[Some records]

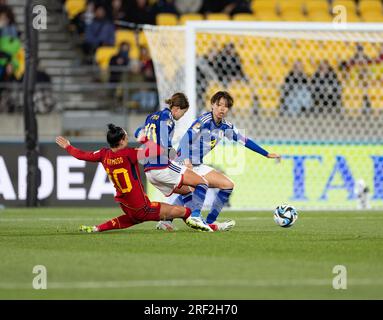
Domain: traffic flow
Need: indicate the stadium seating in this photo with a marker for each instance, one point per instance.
(244, 17)
(348, 4)
(242, 94)
(268, 97)
(294, 16)
(74, 7)
(129, 36)
(290, 6)
(103, 56)
(267, 16)
(352, 97)
(217, 16)
(375, 94)
(316, 7)
(166, 19)
(319, 17)
(370, 6)
(372, 17)
(263, 6)
(190, 17)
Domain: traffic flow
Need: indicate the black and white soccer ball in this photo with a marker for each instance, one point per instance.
(285, 216)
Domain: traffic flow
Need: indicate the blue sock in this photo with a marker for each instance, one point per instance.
(197, 199)
(183, 199)
(220, 200)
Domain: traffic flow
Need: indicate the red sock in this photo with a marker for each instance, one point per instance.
(213, 226)
(187, 214)
(120, 222)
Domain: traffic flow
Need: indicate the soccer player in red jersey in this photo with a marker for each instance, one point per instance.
(121, 165)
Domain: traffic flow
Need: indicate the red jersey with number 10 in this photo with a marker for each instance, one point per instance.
(122, 169)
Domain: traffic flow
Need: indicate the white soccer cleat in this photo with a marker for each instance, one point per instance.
(166, 225)
(88, 229)
(198, 224)
(226, 225)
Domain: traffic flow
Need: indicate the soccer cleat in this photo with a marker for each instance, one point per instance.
(166, 225)
(226, 225)
(198, 224)
(88, 229)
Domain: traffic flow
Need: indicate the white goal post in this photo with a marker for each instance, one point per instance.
(309, 91)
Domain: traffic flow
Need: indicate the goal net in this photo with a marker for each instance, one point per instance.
(311, 92)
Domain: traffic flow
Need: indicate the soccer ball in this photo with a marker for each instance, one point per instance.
(285, 216)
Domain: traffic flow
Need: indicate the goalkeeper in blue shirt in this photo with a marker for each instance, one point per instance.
(202, 136)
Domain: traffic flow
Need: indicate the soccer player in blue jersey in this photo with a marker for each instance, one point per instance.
(164, 174)
(202, 136)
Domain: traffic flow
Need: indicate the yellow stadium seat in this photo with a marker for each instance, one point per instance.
(166, 19)
(352, 17)
(244, 17)
(217, 16)
(142, 41)
(190, 17)
(293, 16)
(262, 6)
(268, 16)
(352, 97)
(375, 95)
(242, 95)
(125, 36)
(348, 4)
(316, 6)
(288, 6)
(103, 56)
(372, 16)
(370, 6)
(74, 7)
(319, 17)
(268, 97)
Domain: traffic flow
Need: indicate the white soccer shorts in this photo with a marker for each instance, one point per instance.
(202, 169)
(168, 179)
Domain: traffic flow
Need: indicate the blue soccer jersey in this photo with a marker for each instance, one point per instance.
(204, 134)
(159, 127)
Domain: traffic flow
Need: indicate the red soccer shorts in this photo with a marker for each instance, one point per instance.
(151, 212)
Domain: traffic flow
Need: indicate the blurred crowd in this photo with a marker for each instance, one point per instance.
(11, 70)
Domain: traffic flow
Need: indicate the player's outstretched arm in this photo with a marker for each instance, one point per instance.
(62, 142)
(77, 153)
(274, 156)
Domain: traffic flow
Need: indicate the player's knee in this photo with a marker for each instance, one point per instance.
(205, 181)
(177, 212)
(227, 184)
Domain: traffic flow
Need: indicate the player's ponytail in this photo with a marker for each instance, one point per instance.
(222, 95)
(114, 135)
(178, 99)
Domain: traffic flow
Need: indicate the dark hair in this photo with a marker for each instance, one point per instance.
(178, 99)
(114, 135)
(222, 94)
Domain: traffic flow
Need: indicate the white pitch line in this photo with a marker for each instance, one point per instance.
(52, 219)
(192, 283)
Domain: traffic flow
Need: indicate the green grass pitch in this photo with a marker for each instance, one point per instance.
(256, 260)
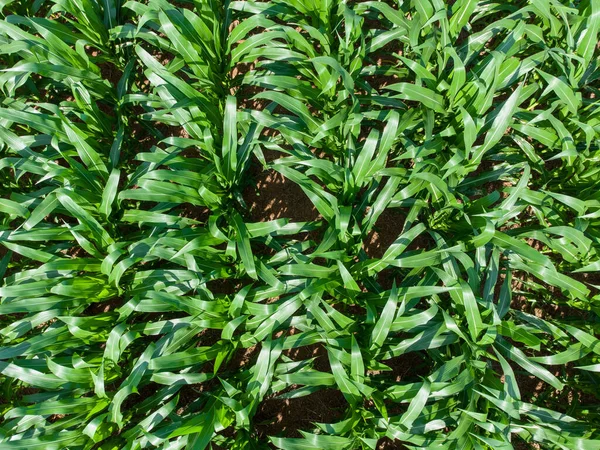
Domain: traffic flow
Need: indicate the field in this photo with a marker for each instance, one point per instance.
(299, 224)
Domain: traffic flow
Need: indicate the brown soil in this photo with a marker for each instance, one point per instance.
(272, 197)
(284, 417)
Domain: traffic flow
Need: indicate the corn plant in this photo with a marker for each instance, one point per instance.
(432, 267)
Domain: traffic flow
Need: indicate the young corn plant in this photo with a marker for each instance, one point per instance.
(423, 270)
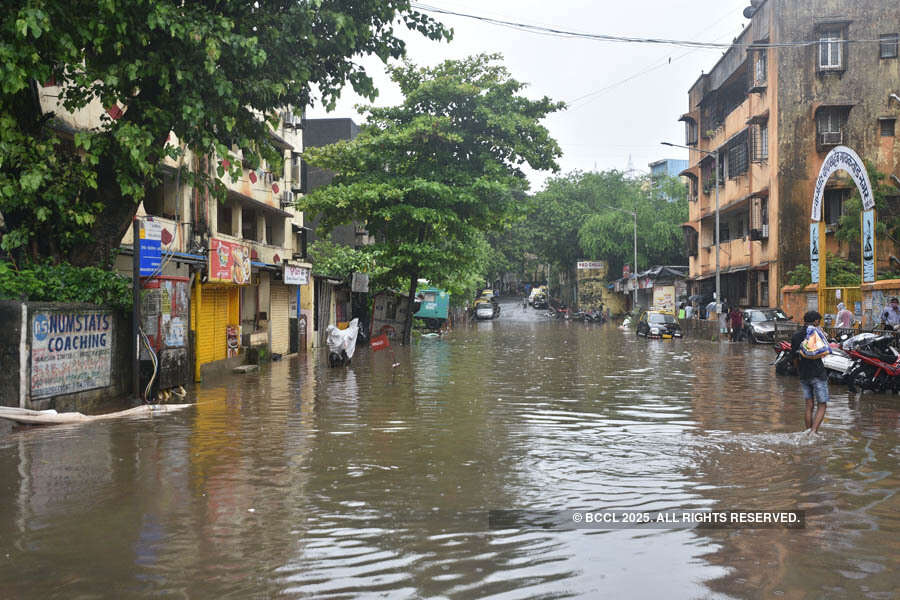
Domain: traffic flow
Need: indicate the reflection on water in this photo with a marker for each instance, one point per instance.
(374, 481)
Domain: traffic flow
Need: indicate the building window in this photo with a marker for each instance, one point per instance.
(690, 132)
(888, 45)
(830, 125)
(834, 205)
(223, 219)
(831, 48)
(760, 70)
(737, 157)
(760, 133)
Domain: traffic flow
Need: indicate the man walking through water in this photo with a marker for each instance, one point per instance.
(813, 379)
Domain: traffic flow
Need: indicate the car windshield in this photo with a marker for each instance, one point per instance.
(767, 315)
(660, 318)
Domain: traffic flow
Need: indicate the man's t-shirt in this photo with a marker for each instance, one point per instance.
(808, 368)
(891, 316)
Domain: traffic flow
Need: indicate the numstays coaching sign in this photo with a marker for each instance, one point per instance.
(71, 351)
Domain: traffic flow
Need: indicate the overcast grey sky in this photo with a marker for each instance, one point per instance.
(624, 98)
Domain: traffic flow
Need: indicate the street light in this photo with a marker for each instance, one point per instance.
(634, 215)
(715, 154)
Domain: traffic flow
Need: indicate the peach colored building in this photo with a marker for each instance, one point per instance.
(803, 77)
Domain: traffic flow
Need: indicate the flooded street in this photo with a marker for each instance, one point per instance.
(304, 481)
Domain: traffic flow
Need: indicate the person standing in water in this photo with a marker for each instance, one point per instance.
(813, 379)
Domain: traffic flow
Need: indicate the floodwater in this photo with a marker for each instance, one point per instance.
(304, 481)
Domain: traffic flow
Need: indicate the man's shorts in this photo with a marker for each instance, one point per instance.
(815, 388)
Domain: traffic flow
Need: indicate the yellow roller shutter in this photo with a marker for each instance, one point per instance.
(279, 324)
(212, 319)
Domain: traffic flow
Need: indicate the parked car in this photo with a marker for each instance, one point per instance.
(658, 324)
(486, 309)
(759, 324)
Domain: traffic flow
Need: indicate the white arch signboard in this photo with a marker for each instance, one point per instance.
(842, 158)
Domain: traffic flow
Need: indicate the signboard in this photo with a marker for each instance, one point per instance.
(229, 262)
(71, 351)
(814, 251)
(868, 245)
(664, 297)
(150, 247)
(360, 283)
(842, 158)
(294, 275)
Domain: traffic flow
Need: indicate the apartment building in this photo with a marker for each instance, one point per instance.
(803, 77)
(232, 274)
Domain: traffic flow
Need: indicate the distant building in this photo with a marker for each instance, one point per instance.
(323, 132)
(772, 111)
(667, 167)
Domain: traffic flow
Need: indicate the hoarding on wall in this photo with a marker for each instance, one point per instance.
(868, 246)
(294, 275)
(71, 351)
(229, 262)
(150, 247)
(814, 251)
(359, 283)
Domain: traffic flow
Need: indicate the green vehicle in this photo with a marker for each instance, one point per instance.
(435, 307)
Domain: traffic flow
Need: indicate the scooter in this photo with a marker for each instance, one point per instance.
(876, 364)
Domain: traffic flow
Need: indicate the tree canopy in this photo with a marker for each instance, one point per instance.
(429, 177)
(212, 73)
(588, 216)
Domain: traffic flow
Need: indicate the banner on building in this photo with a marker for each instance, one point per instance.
(814, 251)
(71, 351)
(229, 262)
(868, 245)
(149, 247)
(294, 275)
(360, 283)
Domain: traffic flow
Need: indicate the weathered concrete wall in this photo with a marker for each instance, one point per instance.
(10, 331)
(865, 84)
(82, 401)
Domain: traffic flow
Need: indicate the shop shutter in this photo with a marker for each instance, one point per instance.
(279, 319)
(212, 320)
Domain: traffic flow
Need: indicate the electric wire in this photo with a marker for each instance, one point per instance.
(603, 37)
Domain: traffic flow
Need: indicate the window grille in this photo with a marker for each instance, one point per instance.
(888, 45)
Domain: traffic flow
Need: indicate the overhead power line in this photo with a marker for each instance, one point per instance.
(602, 37)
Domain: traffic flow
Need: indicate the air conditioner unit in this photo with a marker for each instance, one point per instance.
(832, 138)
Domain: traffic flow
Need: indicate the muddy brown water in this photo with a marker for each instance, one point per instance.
(304, 481)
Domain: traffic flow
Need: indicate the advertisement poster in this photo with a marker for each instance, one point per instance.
(294, 275)
(70, 352)
(150, 247)
(814, 251)
(229, 262)
(868, 245)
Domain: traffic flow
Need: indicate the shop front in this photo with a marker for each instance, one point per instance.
(215, 310)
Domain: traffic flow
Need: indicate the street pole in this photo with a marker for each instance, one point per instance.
(715, 154)
(634, 214)
(718, 283)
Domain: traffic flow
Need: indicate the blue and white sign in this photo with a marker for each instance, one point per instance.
(150, 248)
(868, 245)
(842, 158)
(814, 251)
(70, 351)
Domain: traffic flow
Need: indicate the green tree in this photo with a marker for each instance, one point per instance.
(430, 176)
(586, 215)
(214, 73)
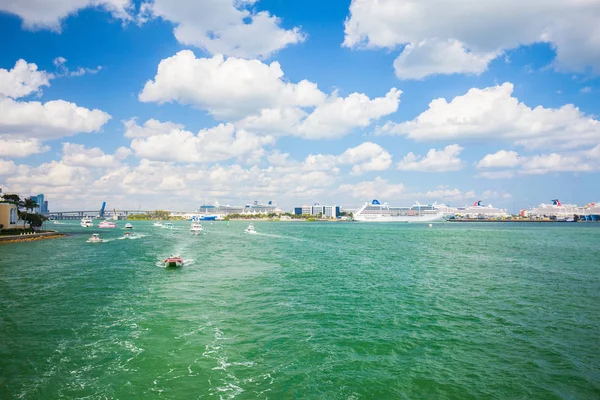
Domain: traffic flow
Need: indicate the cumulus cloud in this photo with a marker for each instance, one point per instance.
(225, 27)
(260, 99)
(432, 57)
(61, 64)
(494, 114)
(20, 147)
(51, 120)
(7, 167)
(471, 34)
(378, 187)
(22, 80)
(443, 160)
(366, 157)
(151, 127)
(228, 88)
(500, 159)
(209, 145)
(77, 155)
(39, 14)
(554, 162)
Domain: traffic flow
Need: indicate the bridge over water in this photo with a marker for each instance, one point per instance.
(121, 214)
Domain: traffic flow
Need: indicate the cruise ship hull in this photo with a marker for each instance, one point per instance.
(400, 218)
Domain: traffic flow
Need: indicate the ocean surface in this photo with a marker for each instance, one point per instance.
(304, 310)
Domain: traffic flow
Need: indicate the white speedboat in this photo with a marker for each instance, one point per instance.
(173, 261)
(250, 229)
(95, 239)
(86, 222)
(196, 227)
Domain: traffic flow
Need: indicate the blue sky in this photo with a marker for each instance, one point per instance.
(172, 103)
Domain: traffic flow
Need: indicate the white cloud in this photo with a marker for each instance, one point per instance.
(377, 188)
(76, 155)
(227, 88)
(500, 159)
(22, 80)
(257, 95)
(51, 120)
(496, 174)
(225, 27)
(494, 114)
(151, 127)
(366, 157)
(7, 167)
(49, 175)
(214, 144)
(435, 161)
(445, 193)
(337, 116)
(20, 147)
(61, 65)
(547, 163)
(475, 31)
(43, 14)
(432, 56)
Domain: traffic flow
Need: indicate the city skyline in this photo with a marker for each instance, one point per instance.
(160, 106)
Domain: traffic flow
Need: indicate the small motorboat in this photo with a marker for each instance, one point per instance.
(173, 261)
(86, 222)
(196, 228)
(95, 239)
(250, 229)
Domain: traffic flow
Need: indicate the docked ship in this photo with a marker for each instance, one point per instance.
(477, 210)
(377, 212)
(559, 211)
(208, 212)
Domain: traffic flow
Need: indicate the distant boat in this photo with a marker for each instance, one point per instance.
(173, 261)
(95, 239)
(196, 227)
(250, 229)
(107, 224)
(86, 222)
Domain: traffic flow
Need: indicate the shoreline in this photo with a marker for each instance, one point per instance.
(32, 237)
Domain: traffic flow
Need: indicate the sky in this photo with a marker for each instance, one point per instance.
(174, 103)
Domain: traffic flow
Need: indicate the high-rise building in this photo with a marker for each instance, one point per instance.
(42, 205)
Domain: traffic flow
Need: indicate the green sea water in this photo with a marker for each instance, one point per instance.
(304, 310)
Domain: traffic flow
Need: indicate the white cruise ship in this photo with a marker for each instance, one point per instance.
(479, 211)
(557, 210)
(377, 212)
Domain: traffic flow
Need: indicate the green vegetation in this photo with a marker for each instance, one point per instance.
(35, 220)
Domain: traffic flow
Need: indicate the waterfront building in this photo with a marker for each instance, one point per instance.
(9, 215)
(42, 205)
(318, 210)
(255, 208)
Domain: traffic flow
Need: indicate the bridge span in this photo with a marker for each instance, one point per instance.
(121, 214)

| WHAT IS BEING ASKED |
Return each line of the listing above that contains the word "pitch".

| EXERCISE RESPONSE |
Need: indicate the white pitch line in this photo with a marker for each instance, one point per instance.
Need: indicate the green grass pitch in this photo with a marker for each instance, one point per instance.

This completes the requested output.